> [Task requirements]: Starting at the top line, return each entry word for word.

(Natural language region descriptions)

--- START ---

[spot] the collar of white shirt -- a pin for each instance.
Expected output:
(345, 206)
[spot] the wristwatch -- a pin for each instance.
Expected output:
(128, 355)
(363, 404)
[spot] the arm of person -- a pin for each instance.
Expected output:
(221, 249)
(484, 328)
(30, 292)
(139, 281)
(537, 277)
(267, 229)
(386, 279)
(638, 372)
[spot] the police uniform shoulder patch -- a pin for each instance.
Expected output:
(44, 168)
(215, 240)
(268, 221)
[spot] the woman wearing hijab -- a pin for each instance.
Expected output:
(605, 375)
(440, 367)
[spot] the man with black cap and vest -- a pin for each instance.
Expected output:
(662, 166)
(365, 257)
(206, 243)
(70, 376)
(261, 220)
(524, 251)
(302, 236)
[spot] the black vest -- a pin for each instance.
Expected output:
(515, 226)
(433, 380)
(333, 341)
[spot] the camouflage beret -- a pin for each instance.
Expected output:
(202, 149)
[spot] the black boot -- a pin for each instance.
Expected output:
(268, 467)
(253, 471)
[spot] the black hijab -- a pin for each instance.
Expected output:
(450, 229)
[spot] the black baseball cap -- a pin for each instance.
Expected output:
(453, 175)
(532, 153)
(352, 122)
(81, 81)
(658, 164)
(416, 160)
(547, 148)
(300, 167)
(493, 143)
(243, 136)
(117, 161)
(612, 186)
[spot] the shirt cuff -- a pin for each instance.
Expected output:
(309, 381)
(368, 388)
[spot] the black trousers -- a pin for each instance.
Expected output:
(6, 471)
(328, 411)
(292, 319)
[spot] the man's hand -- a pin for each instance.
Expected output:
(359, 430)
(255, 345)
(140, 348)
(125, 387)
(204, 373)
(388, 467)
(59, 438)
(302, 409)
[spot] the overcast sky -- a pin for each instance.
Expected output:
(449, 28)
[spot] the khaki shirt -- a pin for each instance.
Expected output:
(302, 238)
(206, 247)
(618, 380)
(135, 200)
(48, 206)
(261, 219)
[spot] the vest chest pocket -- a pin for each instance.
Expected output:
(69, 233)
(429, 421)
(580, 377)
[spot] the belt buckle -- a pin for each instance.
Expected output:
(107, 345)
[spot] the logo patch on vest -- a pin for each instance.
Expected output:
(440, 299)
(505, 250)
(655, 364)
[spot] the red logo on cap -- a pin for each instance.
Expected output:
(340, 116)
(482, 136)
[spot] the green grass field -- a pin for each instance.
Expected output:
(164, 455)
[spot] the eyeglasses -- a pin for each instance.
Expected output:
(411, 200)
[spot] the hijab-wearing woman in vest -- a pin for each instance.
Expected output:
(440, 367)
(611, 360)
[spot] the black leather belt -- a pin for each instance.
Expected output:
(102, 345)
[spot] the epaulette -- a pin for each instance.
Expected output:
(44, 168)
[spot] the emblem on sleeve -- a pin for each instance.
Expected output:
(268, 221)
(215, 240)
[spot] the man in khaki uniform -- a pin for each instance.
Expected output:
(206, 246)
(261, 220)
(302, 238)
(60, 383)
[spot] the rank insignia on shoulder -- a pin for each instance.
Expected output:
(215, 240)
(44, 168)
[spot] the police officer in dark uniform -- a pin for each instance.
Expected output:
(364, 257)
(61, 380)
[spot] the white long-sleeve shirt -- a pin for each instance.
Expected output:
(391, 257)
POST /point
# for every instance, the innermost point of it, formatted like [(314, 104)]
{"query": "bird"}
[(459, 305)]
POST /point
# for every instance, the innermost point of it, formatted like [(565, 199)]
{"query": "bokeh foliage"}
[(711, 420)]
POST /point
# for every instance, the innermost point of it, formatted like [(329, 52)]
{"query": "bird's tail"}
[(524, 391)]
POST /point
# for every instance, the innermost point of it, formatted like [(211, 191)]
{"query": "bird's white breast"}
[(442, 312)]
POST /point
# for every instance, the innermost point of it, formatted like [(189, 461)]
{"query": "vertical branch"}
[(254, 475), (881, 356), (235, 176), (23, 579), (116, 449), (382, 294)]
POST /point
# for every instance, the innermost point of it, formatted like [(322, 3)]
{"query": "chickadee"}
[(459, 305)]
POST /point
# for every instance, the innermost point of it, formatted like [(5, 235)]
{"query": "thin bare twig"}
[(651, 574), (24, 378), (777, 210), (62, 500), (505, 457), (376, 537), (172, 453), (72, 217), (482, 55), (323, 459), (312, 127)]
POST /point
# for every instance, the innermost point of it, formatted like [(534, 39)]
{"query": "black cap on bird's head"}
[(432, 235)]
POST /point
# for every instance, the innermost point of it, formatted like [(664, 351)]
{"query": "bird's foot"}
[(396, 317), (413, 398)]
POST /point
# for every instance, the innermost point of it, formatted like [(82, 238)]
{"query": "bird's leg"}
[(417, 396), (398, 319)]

--- END ---

> [Exercise output]:
[spot] the collar of white shirt -- a pin for each instance.
Expected output:
(345, 206)
[spot] the wristwatch -- a pin for each instance.
Expected output:
(128, 355)
(363, 404)
[spot] the arm of person -- a pin for each instance.
Expected output:
(221, 249)
(484, 328)
(30, 292)
(139, 281)
(537, 277)
(267, 229)
(386, 279)
(638, 372)
[spot] the police uniform shoulder patch -- a pin for each instance.
Expected output:
(44, 168)
(215, 240)
(268, 221)
[spot] the woman wearing hijab -- a pin for each instance.
Expected output:
(605, 375)
(440, 367)
[spot] the man with black cap and vest -- a pin for each instance.
Expected output:
(662, 166)
(365, 257)
(206, 243)
(70, 376)
(261, 220)
(524, 251)
(302, 236)
[spot] the black vest -- a pin for each instance.
Expected output:
(515, 226)
(433, 380)
(333, 341)
[spot] the camouflage beret -- a pin for each instance.
Expected output:
(202, 149)
[spot] the black boot -- a pin for each instance.
Expected output:
(268, 467)
(253, 471)
[spot] the black hijab -- a pin for each instance.
Expected output:
(450, 229)
[spot] the black baseball cap -- a pin for each instance.
Expected output:
(453, 175)
(532, 153)
(352, 122)
(81, 81)
(658, 164)
(416, 160)
(547, 148)
(300, 167)
(493, 143)
(243, 136)
(117, 161)
(612, 186)
[spot] the shirt cuff -- a pin for each instance.
Expected output:
(309, 381)
(368, 388)
[spot] the black trousers -- a pin for each instance.
Expected output:
(6, 471)
(328, 411)
(292, 319)
[spot] the man's hand -- a pin for each instance.
Expected output:
(359, 430)
(255, 345)
(140, 348)
(125, 387)
(204, 373)
(388, 467)
(59, 438)
(302, 409)
[spot] the overcast sky -- a pin for each instance.
Expected output:
(449, 28)
[spot] the khaki shirt -- a pin for each instance.
Expected output:
(302, 238)
(206, 247)
(618, 380)
(135, 200)
(48, 206)
(261, 219)
[spot] the vest chest pocket -- a pin for each instance.
Expected output:
(69, 233)
(429, 421)
(580, 377)
[spot] the belt buckle -- a pin for each instance.
Expected output:
(107, 345)
[spot] the logo patch on vest -- a pin for each instance.
Expected output:
(440, 299)
(505, 250)
(655, 364)
[spot] the red logo on cap -- a pin for each instance.
Expected output:
(340, 116)
(482, 136)
[spot] the green grass field -- a pin for each instance.
Expected output:
(164, 455)
[spot] the eyeglasses -- a pin for each instance.
Expected output:
(411, 200)
[spot] the hijab-wearing woman in vest -- a pin for each instance.
Expected output:
(440, 367)
(611, 360)
[spot] the black leather belt -- a pin for each instance.
Expected output:
(102, 345)
[spot] the epaulette -- a pin for each instance.
Expected output:
(44, 168)
[spot] the emblem on sleeve -- a pin for each instance.
Expected output:
(268, 221)
(215, 240)
[spot] the man in khaki uniform -- a pin for each instance.
Expected output:
(206, 246)
(261, 220)
(302, 238)
(60, 383)
[spot] the rank insignia on shoulder -- a pin for each instance.
Expected output:
(215, 240)
(44, 168)
[spot] the police officer in dark uniform -- a pin for each instance.
Expected output:
(364, 257)
(61, 380)
[spot] the white long-sleeve shirt -- a pin for each instance.
Expected output:
(391, 257)
POST /point
# for every instance, the innermost point of it, formatted like [(314, 104)]
{"query": "bird"}
[(459, 305)]
POST /point
# for every instance, the innermost point of it, formatted like [(565, 199)]
{"query": "bokeh foliage"}
[(711, 420)]
POST /point
# for every instance, the innermost point of it, formatted like [(329, 52)]
{"query": "bird's tail"}
[(524, 391)]
POST /point
# for every instance, the innermost point of it, formatted like [(211, 191)]
{"query": "bird's white breast"}
[(442, 312)]
POST /point
# for every instance, the innermost point of it, formatted like [(189, 461)]
{"query": "vertical branch"}
[(254, 475), (881, 356), (235, 176), (23, 579), (116, 449), (382, 294)]
POST /point
# for every instance, the innermost point of it, formatted like [(322, 3)]
{"query": "chickadee"}
[(459, 305)]
POST /point
# for every instance, the innermost point of it, formatted like [(5, 235)]
{"query": "thin bare twig"}
[(651, 574), (24, 378), (777, 210), (62, 500), (505, 457), (376, 537), (172, 453), (72, 217), (482, 55), (323, 459), (312, 127)]
POST /point
# for every instance, the innermost point of it, formatted like [(534, 39)]
{"query": "black cap on bird's head"}
[(432, 235)]
POST /point
# for every instance, the innermost point of it, formatted like [(664, 351)]
{"query": "bird's foot"}
[(396, 317), (413, 398)]
POST /point
# for every instance, the innermost point of it, formatted like [(82, 238)]
{"query": "bird's leg"}
[(417, 396), (398, 319)]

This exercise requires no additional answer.